> PROBLEM REQUIREMENTS: Quote verbatim the lines of the listing below, from the line containing "the person holding" through the end of the listing, both ends included.

> DATA IN THIS EXERCISE:
****************************************

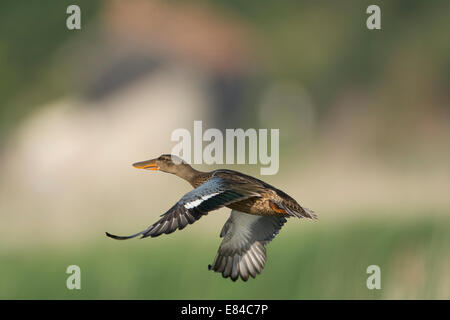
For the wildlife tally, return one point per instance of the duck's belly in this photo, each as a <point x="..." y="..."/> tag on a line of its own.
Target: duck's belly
<point x="256" y="206"/>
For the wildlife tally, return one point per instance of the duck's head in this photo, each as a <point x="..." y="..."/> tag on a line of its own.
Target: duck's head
<point x="166" y="163"/>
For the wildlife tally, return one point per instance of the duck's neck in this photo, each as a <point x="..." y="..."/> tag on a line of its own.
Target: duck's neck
<point x="189" y="174"/>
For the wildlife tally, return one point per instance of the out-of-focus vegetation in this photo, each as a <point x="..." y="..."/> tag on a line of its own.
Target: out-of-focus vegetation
<point x="310" y="261"/>
<point x="364" y="119"/>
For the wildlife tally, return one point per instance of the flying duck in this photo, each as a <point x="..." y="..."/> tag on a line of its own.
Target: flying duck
<point x="258" y="211"/>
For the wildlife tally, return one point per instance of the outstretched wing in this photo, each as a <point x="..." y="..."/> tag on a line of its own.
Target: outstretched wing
<point x="242" y="251"/>
<point x="213" y="194"/>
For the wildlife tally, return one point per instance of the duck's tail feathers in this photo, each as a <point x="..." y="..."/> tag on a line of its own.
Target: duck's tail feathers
<point x="124" y="237"/>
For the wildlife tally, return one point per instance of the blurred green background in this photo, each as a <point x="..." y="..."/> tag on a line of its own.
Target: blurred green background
<point x="364" y="119"/>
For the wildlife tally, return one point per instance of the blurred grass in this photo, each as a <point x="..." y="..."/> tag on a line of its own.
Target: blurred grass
<point x="306" y="261"/>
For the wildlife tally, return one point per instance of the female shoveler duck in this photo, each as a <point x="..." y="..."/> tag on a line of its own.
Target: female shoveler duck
<point x="259" y="210"/>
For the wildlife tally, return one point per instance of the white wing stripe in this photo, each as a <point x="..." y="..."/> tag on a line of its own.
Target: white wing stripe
<point x="197" y="202"/>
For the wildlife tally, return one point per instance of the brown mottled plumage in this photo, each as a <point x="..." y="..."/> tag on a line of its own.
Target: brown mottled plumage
<point x="259" y="210"/>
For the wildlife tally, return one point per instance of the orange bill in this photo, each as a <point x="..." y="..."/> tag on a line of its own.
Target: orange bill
<point x="147" y="165"/>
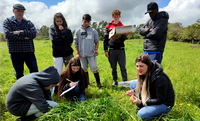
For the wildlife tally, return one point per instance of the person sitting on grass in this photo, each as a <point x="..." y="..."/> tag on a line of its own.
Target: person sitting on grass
<point x="30" y="96"/>
<point x="71" y="74"/>
<point x="154" y="93"/>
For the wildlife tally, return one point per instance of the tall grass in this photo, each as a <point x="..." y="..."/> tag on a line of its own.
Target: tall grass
<point x="180" y="63"/>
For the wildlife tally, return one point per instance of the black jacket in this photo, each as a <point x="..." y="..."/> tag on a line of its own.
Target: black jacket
<point x="156" y="39"/>
<point x="30" y="90"/>
<point x="161" y="89"/>
<point x="115" y="44"/>
<point x="61" y="42"/>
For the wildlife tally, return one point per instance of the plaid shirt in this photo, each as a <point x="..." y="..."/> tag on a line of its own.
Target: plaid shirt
<point x="17" y="42"/>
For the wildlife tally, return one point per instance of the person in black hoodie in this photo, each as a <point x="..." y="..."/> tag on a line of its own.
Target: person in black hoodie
<point x="114" y="48"/>
<point x="155" y="32"/>
<point x="154" y="93"/>
<point x="71" y="74"/>
<point x="30" y="96"/>
<point x="62" y="40"/>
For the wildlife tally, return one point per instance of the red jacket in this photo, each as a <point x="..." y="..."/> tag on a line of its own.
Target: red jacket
<point x="115" y="44"/>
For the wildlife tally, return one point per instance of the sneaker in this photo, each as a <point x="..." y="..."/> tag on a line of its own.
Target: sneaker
<point x="100" y="86"/>
<point x="27" y="118"/>
<point x="114" y="83"/>
<point x="124" y="83"/>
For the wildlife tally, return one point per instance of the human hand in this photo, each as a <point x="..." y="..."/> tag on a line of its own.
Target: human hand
<point x="96" y="52"/>
<point x="127" y="33"/>
<point x="26" y="38"/>
<point x="151" y="30"/>
<point x="72" y="84"/>
<point x="130" y="93"/>
<point x="135" y="100"/>
<point x="61" y="27"/>
<point x="146" y="27"/>
<point x="78" y="56"/>
<point x="16" y="32"/>
<point x="106" y="54"/>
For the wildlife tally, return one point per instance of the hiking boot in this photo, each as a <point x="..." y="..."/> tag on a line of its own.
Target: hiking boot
<point x="100" y="86"/>
<point x="27" y="118"/>
<point x="114" y="83"/>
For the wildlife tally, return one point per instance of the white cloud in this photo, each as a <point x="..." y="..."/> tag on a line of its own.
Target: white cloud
<point x="183" y="11"/>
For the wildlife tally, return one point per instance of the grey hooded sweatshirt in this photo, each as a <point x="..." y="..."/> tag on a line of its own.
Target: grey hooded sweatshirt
<point x="85" y="38"/>
<point x="30" y="90"/>
<point x="156" y="39"/>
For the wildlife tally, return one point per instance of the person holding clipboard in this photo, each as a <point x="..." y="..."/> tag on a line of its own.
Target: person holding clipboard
<point x="73" y="81"/>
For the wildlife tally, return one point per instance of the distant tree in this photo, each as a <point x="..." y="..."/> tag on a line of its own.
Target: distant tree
<point x="43" y="33"/>
<point x="175" y="31"/>
<point x="192" y="32"/>
<point x="100" y="28"/>
<point x="2" y="38"/>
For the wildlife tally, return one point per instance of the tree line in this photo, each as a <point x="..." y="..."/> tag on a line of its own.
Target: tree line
<point x="176" y="32"/>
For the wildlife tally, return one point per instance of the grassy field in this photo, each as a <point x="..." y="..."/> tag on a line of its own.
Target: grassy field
<point x="180" y="62"/>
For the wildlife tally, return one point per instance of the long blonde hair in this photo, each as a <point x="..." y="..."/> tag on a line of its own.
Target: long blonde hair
<point x="144" y="90"/>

****************************************

> EXERCISE RESPONSE:
For the wildlife tally, return one point per instance of the person holding clipboard in this photo, each as a <point x="..." y="..."/> tag on a line of its own.
Target: person holding clipboard
<point x="73" y="81"/>
For the wildlife tally, return one point per instance of the distant tree in this photo, each as a <point x="..." y="..."/> tag on a line of its own.
Target: distant tree
<point x="43" y="33"/>
<point x="175" y="31"/>
<point x="192" y="32"/>
<point x="100" y="28"/>
<point x="2" y="38"/>
For the wildlife tally, return one point per instance of the tree line in this photo, each as a <point x="..." y="..."/> tag on a line of its own.
Target: tree line
<point x="176" y="32"/>
For the wildlife tally, return one point per instance of the grassy field in this photo, each as a <point x="..." y="..."/> tag on a line of its own.
Target: grassy field
<point x="180" y="62"/>
For the wildlife tally, return one point per instance of the long blonde hair in this photo, each as a <point x="..." y="..."/> tag on a line of its own.
Target: long blonde hair
<point x="144" y="90"/>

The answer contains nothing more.